Victoria was comparatively quiet during autumn. Spot prices remain high in a historical context with the period from 1 April to 30 June averaging $94.92/MWh – more than $10.00/MWh higher than New South Wales over the same period.

Victoria use to enjoy an abundance of cheap generation from their brown coal generators however have seen more imports from South Australia and New South Wales since the closure of Hazelwood Power Station. Victoria has an old fleet of highly polluting power stations and need an orderly transition to avoid suffering intermittent issues seen in South Australia.

Tasmania continues to manage their dam levels to avoid the constraints on local manufacturing plant which was experienced during the last extended outage on Basslink. There was trouble on the interconnector again with no flow between 24 March 2018 and 5 June 2018 following an accident during maintenance. The highly specialised nature of the underseas cable means that parts take a long time to procure and then be installed. Overall the state managed to supply electricity throughout the period. The reliability of Basslink is a further cause for concern as Tasmania is trying to become the “battery of the nation” by using its abundant pumped storage hydro sites to effectively store energy while there is excess renewable generation and produce electricity when there is less renewable generation being produced. If the electricity cannot be reliably transferred in and out of Tasmania, the investment decision is less attractive.

South Australia had more price periods affected by market intervention during May 2018 than any other time in the past.
More than half (61%) of the time, the prices were affected by directions from AEMO.

Records from a data collection:
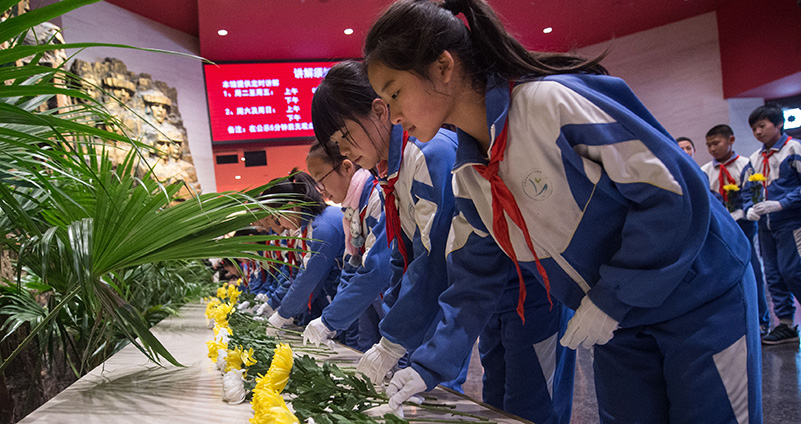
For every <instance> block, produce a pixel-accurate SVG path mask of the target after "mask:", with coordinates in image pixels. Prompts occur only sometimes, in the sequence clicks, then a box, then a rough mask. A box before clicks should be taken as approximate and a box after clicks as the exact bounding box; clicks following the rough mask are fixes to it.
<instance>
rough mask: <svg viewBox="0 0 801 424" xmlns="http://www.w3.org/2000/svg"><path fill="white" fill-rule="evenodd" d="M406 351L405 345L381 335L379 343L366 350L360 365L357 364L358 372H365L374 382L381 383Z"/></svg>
mask: <svg viewBox="0 0 801 424" xmlns="http://www.w3.org/2000/svg"><path fill="white" fill-rule="evenodd" d="M405 353H406V349H405V348H404V347H403V346H401V345H399V344H395V343H392V342H391V341H389V340H387V339H385V338H384V337H381V340H379V341H378V343H376V344H374V345H373V347H371V348H370V349H369V350H368V351H367V352H364V355H362V359H360V360H359V365H357V366H356V372H357V373H358V372H360V373H362V374H364V375H365V376H366V377H367V378H369V379H370V381H372V382H373V384H381V383H383V382H384V377H386V375H387V373H388V372H389V370H391V369H392V367H394V366H395V365H396V364H397V363H398V359H400V358H401V356H403V355H404V354H405Z"/></svg>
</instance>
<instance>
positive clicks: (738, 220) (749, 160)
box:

### TASK TO COMPLETE
Can you reproduce the entire text on electricity markets in Victoria, Tasmania and South Australia word for word?

### REPLY TO THE TASK
Victoria was comparatively quiet during autumn. Spot prices remain high in a historical context with the period from 1 April to 30 June averaging $94.92/MWh – more than $10.00/MWh higher than New South Wales over the same period.

Victoria use to enjoy an abundance of cheap generation from their brown coal generators however have seen more imports from South Australia and New South Wales since the closure of Hazelwood Power Station. Victoria has an old fleet of highly polluting power stations and need an orderly transition to avoid suffering intermittent issues seen in South Australia.

Tasmania continues to manage their dam levels to avoid the constraints on local manufacturing plant which was experienced during the last extended outage on Basslink. There was trouble on the interconnector again with no flow between 24 March 2018 and 5 June 2018 following an accident during maintenance. The highly specialised nature of the underseas cable means that parts take a long time to procure and then be installed. Overall the state managed to supply electricity throughout the period. The reliability of Basslink is a further cause for concern as Tasmania is trying to become the “battery of the nation” by using its abundant pumped storage hydro sites to effectively store energy while there is excess renewable generation and produce electricity when there is less renewable generation being produced. If the electricity cannot be reliably transferred in and out of Tasmania, the investment decision is less attractive.

South Australia had more price periods affected by market intervention during May 2018 than any other time in the past.
More than half (61%) of the time, the prices were affected by directions from AEMO.